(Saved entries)
- Opening Delimiter -

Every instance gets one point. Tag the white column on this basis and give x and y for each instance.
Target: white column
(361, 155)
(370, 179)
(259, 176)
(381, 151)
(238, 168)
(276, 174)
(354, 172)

- Closing Delimiter -

Problem to solve:
Return the data exactly. Include every record.

Reply:
Every instance gets one point. Tag the white column on this basis and give x and y for each instance.
Target: white column
(361, 155)
(370, 179)
(259, 176)
(381, 151)
(238, 168)
(276, 174)
(354, 172)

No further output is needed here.